* **EXERCISE REQUIREMENTS**:
As you look over the data below, please find each line where the word "shadow" appears, then copy it.

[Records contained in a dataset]
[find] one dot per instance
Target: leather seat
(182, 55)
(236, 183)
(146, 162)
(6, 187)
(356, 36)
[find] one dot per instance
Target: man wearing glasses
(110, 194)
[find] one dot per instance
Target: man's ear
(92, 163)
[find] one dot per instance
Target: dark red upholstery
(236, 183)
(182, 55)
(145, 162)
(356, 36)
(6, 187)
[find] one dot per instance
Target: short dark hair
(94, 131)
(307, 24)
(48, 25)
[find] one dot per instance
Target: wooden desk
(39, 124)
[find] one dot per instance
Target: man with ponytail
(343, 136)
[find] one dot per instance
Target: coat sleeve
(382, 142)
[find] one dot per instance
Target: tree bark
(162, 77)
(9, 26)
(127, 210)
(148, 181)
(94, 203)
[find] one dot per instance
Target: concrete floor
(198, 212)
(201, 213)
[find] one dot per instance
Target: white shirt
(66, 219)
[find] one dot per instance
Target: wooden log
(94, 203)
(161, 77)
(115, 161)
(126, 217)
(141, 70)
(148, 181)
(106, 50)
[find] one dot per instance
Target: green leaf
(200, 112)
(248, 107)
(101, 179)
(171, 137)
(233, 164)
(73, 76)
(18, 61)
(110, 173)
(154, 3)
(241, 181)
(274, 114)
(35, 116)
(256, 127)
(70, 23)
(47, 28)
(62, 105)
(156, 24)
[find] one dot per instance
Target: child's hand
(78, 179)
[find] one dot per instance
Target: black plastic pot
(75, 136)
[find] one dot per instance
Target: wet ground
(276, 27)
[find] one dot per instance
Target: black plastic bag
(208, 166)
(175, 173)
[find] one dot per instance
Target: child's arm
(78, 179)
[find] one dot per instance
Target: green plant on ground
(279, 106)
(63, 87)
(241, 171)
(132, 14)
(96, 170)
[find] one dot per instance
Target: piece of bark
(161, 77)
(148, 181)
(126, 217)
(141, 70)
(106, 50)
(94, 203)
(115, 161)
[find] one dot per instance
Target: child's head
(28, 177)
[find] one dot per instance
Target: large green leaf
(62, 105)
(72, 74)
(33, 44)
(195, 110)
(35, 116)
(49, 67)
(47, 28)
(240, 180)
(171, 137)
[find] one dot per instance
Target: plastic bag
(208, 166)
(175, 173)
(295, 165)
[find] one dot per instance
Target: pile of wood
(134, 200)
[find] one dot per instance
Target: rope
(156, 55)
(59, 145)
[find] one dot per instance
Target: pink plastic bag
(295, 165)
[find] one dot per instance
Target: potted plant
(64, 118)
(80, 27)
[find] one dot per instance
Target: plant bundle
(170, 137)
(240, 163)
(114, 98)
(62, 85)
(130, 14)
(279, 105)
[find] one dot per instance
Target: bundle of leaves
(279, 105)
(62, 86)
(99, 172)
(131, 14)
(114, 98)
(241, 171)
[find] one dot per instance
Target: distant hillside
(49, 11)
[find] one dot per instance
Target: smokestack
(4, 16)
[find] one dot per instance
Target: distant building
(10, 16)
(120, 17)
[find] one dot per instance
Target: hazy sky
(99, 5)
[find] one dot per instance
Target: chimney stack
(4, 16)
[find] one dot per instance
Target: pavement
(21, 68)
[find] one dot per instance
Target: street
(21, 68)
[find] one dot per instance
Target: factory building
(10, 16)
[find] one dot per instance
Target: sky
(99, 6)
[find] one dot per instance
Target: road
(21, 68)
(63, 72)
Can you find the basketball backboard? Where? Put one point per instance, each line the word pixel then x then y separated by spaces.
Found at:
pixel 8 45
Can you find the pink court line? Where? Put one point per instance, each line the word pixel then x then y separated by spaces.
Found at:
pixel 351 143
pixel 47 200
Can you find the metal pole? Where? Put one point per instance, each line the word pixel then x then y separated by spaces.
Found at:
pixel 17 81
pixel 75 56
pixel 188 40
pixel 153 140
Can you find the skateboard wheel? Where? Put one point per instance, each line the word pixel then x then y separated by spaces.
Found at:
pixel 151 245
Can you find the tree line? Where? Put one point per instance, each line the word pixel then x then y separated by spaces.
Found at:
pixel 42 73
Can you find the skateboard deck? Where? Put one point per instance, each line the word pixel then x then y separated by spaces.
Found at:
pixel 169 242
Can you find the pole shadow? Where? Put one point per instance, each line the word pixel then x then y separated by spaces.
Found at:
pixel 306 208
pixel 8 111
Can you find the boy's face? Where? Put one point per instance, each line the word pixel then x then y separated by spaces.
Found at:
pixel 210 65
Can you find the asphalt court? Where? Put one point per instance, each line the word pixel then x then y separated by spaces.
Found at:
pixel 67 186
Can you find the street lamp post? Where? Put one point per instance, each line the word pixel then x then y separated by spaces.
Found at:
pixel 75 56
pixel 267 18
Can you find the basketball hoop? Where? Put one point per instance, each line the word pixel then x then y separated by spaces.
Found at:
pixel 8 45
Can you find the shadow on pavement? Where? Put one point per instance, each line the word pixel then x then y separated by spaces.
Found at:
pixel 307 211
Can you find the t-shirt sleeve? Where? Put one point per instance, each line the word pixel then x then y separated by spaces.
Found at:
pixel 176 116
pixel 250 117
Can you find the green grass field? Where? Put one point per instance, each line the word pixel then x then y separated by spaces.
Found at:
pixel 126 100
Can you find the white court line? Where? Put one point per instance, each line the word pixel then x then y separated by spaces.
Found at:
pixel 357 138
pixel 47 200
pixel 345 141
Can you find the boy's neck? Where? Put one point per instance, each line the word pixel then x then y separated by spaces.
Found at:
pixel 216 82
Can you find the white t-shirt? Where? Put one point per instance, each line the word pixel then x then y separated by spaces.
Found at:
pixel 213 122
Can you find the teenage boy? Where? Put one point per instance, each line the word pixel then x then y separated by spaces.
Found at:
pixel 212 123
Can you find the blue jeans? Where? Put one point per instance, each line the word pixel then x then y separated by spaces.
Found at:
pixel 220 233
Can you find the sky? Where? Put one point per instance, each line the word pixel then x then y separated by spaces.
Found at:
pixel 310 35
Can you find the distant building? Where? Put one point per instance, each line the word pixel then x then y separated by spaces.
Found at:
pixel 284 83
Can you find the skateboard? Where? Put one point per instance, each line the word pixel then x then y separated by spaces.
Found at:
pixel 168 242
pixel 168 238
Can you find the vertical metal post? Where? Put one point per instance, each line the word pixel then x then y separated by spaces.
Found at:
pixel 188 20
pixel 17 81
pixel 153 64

* **RESULT OF THE EXERCISE**:
Can you find the pole shadow? Where? Put one point per instance, each line the word pixel then x then y separated by spaces.
Can you find the shadow on pavement? Where? Put one point per instance, each line the word pixel then x then y separated by spaces.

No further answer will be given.